To be done =
Print every one of the rows below character for character, leaving out nothing and changing nothing.

Rows =
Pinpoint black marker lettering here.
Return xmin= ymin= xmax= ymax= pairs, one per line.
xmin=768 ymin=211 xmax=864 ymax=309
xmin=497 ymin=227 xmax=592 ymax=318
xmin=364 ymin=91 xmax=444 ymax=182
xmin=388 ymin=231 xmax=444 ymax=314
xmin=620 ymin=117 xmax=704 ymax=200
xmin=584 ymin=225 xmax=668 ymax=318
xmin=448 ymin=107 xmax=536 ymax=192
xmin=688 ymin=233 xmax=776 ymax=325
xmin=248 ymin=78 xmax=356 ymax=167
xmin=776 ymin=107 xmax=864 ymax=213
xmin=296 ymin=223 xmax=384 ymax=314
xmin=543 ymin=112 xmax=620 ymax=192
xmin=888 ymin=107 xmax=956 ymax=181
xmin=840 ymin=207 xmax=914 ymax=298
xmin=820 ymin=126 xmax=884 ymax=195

Finished answer =
Pinpoint black marker lettering here.
Return xmin= ymin= xmax= ymax= pairs, one per line.
xmin=768 ymin=211 xmax=864 ymax=309
xmin=497 ymin=227 xmax=592 ymax=318
xmin=364 ymin=91 xmax=444 ymax=182
xmin=388 ymin=231 xmax=444 ymax=314
xmin=620 ymin=117 xmax=704 ymax=200
xmin=584 ymin=225 xmax=668 ymax=318
xmin=448 ymin=107 xmax=536 ymax=192
xmin=688 ymin=233 xmax=776 ymax=325
xmin=248 ymin=78 xmax=356 ymax=167
xmin=776 ymin=107 xmax=864 ymax=213
xmin=296 ymin=223 xmax=384 ymax=314
xmin=543 ymin=112 xmax=620 ymax=192
xmin=888 ymin=107 xmax=956 ymax=181
xmin=840 ymin=207 xmax=914 ymax=298
xmin=820 ymin=126 xmax=884 ymax=195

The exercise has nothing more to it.